• Task statement: Copy out all of the entries below without any change.

Records from a data source:
──────

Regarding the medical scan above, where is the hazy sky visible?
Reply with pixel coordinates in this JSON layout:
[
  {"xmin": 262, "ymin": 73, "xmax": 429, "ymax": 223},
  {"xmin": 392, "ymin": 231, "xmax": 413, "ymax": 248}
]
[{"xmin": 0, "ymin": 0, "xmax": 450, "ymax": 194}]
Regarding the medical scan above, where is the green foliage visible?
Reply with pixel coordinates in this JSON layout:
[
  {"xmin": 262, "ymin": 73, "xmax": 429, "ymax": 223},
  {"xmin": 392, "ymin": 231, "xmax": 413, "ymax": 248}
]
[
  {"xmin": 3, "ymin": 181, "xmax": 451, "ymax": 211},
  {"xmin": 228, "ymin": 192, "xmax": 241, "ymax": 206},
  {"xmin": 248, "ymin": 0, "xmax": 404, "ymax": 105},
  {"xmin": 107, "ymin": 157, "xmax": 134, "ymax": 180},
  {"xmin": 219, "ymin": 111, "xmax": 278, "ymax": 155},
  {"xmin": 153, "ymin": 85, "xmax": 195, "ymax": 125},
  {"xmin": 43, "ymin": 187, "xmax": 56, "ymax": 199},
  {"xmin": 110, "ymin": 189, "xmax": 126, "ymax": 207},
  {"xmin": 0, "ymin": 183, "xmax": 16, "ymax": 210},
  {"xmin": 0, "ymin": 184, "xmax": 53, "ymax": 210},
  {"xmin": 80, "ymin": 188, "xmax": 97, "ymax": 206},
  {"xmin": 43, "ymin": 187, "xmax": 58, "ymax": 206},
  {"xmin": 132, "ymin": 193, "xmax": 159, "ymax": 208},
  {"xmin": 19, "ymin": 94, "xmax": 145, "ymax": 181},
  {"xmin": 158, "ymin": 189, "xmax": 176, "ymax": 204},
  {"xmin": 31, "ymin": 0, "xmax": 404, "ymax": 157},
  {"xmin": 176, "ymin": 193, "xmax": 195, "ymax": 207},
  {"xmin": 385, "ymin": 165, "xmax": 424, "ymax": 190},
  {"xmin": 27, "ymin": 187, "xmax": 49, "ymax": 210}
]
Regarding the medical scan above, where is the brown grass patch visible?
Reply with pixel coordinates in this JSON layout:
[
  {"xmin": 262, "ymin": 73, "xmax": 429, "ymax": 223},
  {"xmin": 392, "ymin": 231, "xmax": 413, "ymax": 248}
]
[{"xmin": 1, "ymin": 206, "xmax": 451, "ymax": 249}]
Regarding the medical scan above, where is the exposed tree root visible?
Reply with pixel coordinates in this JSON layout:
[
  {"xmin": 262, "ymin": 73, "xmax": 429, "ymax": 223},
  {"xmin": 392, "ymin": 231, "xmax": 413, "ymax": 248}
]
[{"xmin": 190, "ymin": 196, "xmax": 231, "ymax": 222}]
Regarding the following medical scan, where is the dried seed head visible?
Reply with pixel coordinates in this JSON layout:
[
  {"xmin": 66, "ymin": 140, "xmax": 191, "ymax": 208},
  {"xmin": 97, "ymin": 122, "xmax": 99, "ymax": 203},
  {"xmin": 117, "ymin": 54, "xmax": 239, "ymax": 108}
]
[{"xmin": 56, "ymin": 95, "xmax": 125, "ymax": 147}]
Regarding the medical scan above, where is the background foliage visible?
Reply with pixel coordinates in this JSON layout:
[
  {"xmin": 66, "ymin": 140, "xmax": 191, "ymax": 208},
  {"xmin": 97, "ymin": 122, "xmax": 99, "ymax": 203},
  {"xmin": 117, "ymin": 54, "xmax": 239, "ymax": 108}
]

──────

• Exercise answer:
Regarding the medical scan above, where is the hazy sky visible?
Reply with pixel coordinates in this JSON layout:
[
  {"xmin": 262, "ymin": 73, "xmax": 429, "ymax": 223},
  {"xmin": 392, "ymin": 231, "xmax": 413, "ymax": 248}
]
[{"xmin": 0, "ymin": 0, "xmax": 450, "ymax": 194}]
Regarding the medical scan above, where is the green foliage visible?
Reply with pixel coordinates in this JSON layout:
[
  {"xmin": 262, "ymin": 73, "xmax": 429, "ymax": 223},
  {"xmin": 392, "ymin": 231, "xmax": 413, "ymax": 248}
]
[
  {"xmin": 3, "ymin": 181, "xmax": 451, "ymax": 211},
  {"xmin": 228, "ymin": 192, "xmax": 241, "ymax": 206},
  {"xmin": 248, "ymin": 0, "xmax": 404, "ymax": 105},
  {"xmin": 107, "ymin": 157, "xmax": 134, "ymax": 180},
  {"xmin": 219, "ymin": 111, "xmax": 278, "ymax": 155},
  {"xmin": 153, "ymin": 85, "xmax": 195, "ymax": 125},
  {"xmin": 43, "ymin": 187, "xmax": 56, "ymax": 199},
  {"xmin": 110, "ymin": 189, "xmax": 126, "ymax": 207},
  {"xmin": 0, "ymin": 183, "xmax": 16, "ymax": 210},
  {"xmin": 0, "ymin": 184, "xmax": 53, "ymax": 210},
  {"xmin": 80, "ymin": 188, "xmax": 97, "ymax": 206},
  {"xmin": 43, "ymin": 187, "xmax": 58, "ymax": 206},
  {"xmin": 132, "ymin": 193, "xmax": 159, "ymax": 208},
  {"xmin": 19, "ymin": 94, "xmax": 145, "ymax": 181},
  {"xmin": 158, "ymin": 189, "xmax": 176, "ymax": 204},
  {"xmin": 31, "ymin": 0, "xmax": 404, "ymax": 157},
  {"xmin": 176, "ymin": 193, "xmax": 195, "ymax": 207},
  {"xmin": 385, "ymin": 165, "xmax": 424, "ymax": 190},
  {"xmin": 27, "ymin": 187, "xmax": 49, "ymax": 210}
]
Regarding the medical scan above, where is the brown grass patch visible?
Reply with pixel coordinates in this JSON layout:
[
  {"xmin": 262, "ymin": 73, "xmax": 429, "ymax": 223},
  {"xmin": 392, "ymin": 231, "xmax": 413, "ymax": 248}
]
[{"xmin": 1, "ymin": 206, "xmax": 451, "ymax": 249}]
Regarding the medical scan above, where is the exposed tree root visible?
Reply with pixel coordinates in this JSON layout:
[
  {"xmin": 262, "ymin": 73, "xmax": 429, "ymax": 223},
  {"xmin": 392, "ymin": 231, "xmax": 413, "ymax": 248}
]
[{"xmin": 190, "ymin": 196, "xmax": 231, "ymax": 222}]
Regarding the following medical scan, where is the dried seed head visible?
Reply with pixel coordinates in this JSON layout:
[
  {"xmin": 66, "ymin": 140, "xmax": 191, "ymax": 208},
  {"xmin": 97, "ymin": 122, "xmax": 99, "ymax": 203},
  {"xmin": 117, "ymin": 54, "xmax": 239, "ymax": 108}
]
[{"xmin": 56, "ymin": 95, "xmax": 125, "ymax": 147}]
Regarding the medical scan above, where is the background foliage visible?
Reply with pixel coordinates in this JSON layout:
[
  {"xmin": 66, "ymin": 140, "xmax": 191, "ymax": 208},
  {"xmin": 97, "ymin": 122, "xmax": 99, "ymax": 203},
  {"xmin": 117, "ymin": 54, "xmax": 239, "ymax": 108}
]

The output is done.